Data listing:
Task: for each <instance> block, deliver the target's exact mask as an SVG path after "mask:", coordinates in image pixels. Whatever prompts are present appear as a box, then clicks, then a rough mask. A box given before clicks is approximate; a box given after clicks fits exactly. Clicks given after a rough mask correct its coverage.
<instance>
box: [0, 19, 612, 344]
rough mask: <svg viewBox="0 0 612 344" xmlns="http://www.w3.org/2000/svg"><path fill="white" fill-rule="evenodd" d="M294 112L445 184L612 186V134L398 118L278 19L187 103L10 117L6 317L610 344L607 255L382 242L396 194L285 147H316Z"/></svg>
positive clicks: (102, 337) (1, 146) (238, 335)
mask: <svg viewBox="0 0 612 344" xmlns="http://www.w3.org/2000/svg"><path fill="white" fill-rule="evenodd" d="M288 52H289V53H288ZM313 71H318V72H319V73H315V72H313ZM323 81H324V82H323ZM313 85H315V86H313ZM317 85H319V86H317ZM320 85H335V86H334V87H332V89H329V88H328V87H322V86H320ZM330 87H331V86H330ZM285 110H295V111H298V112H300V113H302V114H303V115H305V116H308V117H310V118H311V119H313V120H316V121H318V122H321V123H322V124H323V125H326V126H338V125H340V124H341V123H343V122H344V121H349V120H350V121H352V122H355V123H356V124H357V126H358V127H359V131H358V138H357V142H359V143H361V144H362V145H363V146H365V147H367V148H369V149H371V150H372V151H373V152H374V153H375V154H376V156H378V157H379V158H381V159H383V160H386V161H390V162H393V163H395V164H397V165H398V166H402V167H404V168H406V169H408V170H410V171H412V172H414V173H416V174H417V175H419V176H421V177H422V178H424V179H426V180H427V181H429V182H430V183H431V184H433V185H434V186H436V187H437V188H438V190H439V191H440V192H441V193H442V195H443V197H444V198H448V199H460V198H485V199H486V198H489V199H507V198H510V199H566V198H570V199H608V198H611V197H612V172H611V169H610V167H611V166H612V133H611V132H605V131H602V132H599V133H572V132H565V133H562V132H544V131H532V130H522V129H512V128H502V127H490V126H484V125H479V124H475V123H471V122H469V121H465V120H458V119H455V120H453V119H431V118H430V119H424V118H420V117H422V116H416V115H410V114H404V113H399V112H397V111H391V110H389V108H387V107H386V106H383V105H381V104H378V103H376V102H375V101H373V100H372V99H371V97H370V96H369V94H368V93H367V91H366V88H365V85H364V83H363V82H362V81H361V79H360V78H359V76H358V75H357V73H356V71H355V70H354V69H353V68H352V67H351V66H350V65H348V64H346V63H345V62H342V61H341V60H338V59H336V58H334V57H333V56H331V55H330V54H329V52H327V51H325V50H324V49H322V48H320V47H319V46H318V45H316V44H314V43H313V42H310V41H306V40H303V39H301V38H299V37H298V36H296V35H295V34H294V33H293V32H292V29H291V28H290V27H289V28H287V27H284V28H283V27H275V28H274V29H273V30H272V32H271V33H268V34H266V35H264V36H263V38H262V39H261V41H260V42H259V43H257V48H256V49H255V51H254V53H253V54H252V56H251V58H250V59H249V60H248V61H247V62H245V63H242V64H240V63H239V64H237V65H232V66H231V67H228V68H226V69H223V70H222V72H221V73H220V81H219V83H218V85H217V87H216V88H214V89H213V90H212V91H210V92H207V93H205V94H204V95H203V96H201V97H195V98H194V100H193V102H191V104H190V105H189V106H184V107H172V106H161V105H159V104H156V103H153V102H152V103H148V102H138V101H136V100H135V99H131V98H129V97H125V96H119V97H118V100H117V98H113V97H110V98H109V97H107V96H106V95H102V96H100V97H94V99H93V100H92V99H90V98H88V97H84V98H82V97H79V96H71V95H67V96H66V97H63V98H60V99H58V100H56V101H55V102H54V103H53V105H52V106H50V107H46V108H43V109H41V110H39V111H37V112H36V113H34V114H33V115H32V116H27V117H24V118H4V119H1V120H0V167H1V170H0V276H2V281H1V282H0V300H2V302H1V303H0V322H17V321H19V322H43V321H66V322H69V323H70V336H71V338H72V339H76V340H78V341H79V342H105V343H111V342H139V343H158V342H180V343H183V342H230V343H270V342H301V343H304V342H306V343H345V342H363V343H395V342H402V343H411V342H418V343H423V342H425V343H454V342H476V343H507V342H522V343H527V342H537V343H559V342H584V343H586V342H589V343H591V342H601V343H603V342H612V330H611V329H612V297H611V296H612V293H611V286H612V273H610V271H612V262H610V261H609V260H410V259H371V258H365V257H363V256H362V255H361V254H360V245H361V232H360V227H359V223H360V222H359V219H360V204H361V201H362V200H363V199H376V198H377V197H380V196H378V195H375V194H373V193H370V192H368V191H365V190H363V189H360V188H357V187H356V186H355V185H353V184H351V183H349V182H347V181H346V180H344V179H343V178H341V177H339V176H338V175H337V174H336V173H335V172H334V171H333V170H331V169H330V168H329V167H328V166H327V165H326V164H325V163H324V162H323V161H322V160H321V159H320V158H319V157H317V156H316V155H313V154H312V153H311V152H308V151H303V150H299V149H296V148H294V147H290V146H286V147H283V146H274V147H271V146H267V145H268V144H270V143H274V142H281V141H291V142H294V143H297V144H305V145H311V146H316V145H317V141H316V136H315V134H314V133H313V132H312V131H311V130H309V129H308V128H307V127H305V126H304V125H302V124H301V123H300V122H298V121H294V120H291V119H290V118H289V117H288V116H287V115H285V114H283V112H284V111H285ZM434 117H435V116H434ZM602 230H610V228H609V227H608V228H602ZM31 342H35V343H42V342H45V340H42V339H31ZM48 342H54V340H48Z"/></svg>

Activity:
Please print all the data again exactly as given.

Result below:
Task: for each <instance> block, deliver the target's exact mask as an SVG path after "mask:", coordinates in image pixels. Whatever prompts are present appear as a box, then clicks, then a rough mask. A box given before clicks is approximate; a box given after clicks fits exactly. Clicks given after a rough mask correct its coverage.
<instance>
box: [0, 19, 612, 344]
rough mask: <svg viewBox="0 0 612 344" xmlns="http://www.w3.org/2000/svg"><path fill="white" fill-rule="evenodd" d="M294 112L445 184L612 186V134L398 118L278 19L187 103L10 117L6 317L610 344L607 255L382 242L396 194L285 147H316Z"/></svg>
positive clicks: (102, 337) (1, 146) (238, 335)
mask: <svg viewBox="0 0 612 344" xmlns="http://www.w3.org/2000/svg"><path fill="white" fill-rule="evenodd" d="M288 52H289V53H288ZM313 71H318V72H319V73H315V72H313ZM323 81H324V82H323ZM313 85H315V86H313ZM317 85H319V86H317ZM320 85H335V86H334V87H332V89H329V88H328V87H322V86H320ZM330 87H331V86H330ZM285 110H295V111H298V112H300V113H302V114H303V115H305V116H308V117H310V118H311V119H313V120H316V121H318V122H321V123H322V124H323V125H326V126H338V125H340V124H341V123H343V122H344V121H349V120H350V121H352V122H355V123H356V124H357V126H358V127H359V131H358V138H357V142H359V143H361V144H362V145H363V146H365V147H367V148H369V149H371V150H372V151H373V152H374V153H375V154H376V156H378V157H379V158H381V159H383V160H386V161H390V162H393V163H395V164H397V165H398V166H402V167H404V168H406V169H408V170H410V171H412V172H414V173H416V174H417V175H419V176H421V177H422V178H424V179H426V180H427V181H429V182H430V183H431V184H433V185H434V186H436V187H437V188H438V190H439V191H440V192H441V193H442V195H443V197H444V198H448V199H460V198H485V199H486V198H489V199H507V198H510V199H566V198H570V199H608V198H611V197H612V172H611V169H610V167H611V166H612V133H611V132H605V131H602V132H599V133H572V132H565V133H562V132H544V131H532V130H522V129H512V128H502V127H490V126H484V125H479V124H475V123H471V122H469V121H465V120H458V119H455V120H453V119H431V118H430V119H424V118H420V117H422V116H416V115H410V114H404V113H399V112H397V111H391V110H389V108H387V107H386V106H383V105H381V104H378V103H376V102H375V101H373V100H372V99H371V97H370V96H369V94H368V93H367V91H366V88H365V85H364V83H363V82H362V81H361V79H360V78H359V76H358V75H357V73H356V71H355V70H354V69H353V68H352V67H351V66H350V65H348V64H346V63H345V62H342V61H341V60H338V59H336V58H334V57H333V56H331V55H330V54H329V52H327V51H325V50H324V49H322V48H320V47H319V46H318V45H316V44H314V43H313V42H310V41H306V40H303V39H301V38H299V37H298V36H296V35H295V34H294V33H293V32H292V29H291V28H290V27H289V28H287V27H284V28H283V27H275V28H274V29H273V30H272V32H271V33H268V34H266V35H264V36H263V38H262V39H261V41H260V42H259V43H257V48H256V49H255V51H254V53H253V54H252V56H251V58H250V59H249V60H248V61H247V62H245V63H242V64H240V63H239V64H237V65H232V66H231V67H228V68H226V69H223V70H222V72H221V73H220V81H219V83H218V85H217V87H216V88H214V89H213V90H212V91H210V92H207V93H205V94H204V95H203V96H201V97H195V98H194V100H193V102H191V104H190V105H189V106H184V107H172V106H161V105H159V104H156V103H153V102H152V103H148V102H138V101H136V100H135V99H131V98H129V97H125V96H119V97H118V100H117V98H113V97H110V98H109V97H107V96H106V95H102V96H100V97H94V99H93V100H92V99H90V98H88V97H84V98H82V97H79V96H71V95H67V96H66V97H63V98H60V99H58V100H56V101H55V102H54V103H53V105H52V106H50V107H46V108H43V109H41V110H39V111H37V112H36V113H34V114H33V115H32V116H27V117H24V118H4V119H1V120H0V167H1V170H0V276H2V281H1V282H0V300H2V302H1V303H0V322H17V321H19V322H43V321H66V322H69V323H70V336H71V338H72V339H76V340H78V341H79V342H105V343H111V342H139V343H158V342H180V343H183V342H230V343H270V342H301V343H304V342H306V343H345V342H363V343H395V342H402V343H411V342H418V343H423V342H425V343H454V342H476V343H507V342H522V343H527V342H537V343H559V342H584V343H586V342H589V343H591V342H601V343H603V342H612V330H611V329H612V297H611V296H612V293H611V286H612V273H610V271H612V262H610V261H609V260H410V259H371V258H365V257H363V256H362V255H361V254H360V245H361V232H360V227H359V223H360V222H359V219H360V204H361V201H362V200H363V199H376V198H377V197H380V196H378V195H375V194H373V193H370V192H368V191H365V190H363V189H360V188H357V187H356V186H355V185H353V184H351V183H349V182H347V181H346V180H344V179H343V178H341V177H339V176H338V175H337V174H336V173H335V172H334V171H333V170H331V169H330V168H329V167H328V166H327V165H326V164H325V163H324V162H323V161H322V160H321V159H320V158H319V157H317V156H316V155H313V154H312V153H311V152H308V151H303V150H299V149H296V148H294V147H290V146H286V147H283V146H274V147H271V146H267V145H268V144H270V143H274V142H281V141H291V142H294V143H297V144H305V145H311V146H316V145H317V141H316V136H315V134H314V133H313V132H312V131H311V130H309V129H308V128H307V127H305V126H304V125H302V124H301V123H300V122H298V121H294V120H291V119H290V118H289V117H288V116H287V115H285V114H283V112H284V111H285ZM434 117H435V116H434ZM602 230H610V228H609V227H608V228H602ZM31 342H35V343H42V342H45V340H42V339H31ZM48 342H54V340H48Z"/></svg>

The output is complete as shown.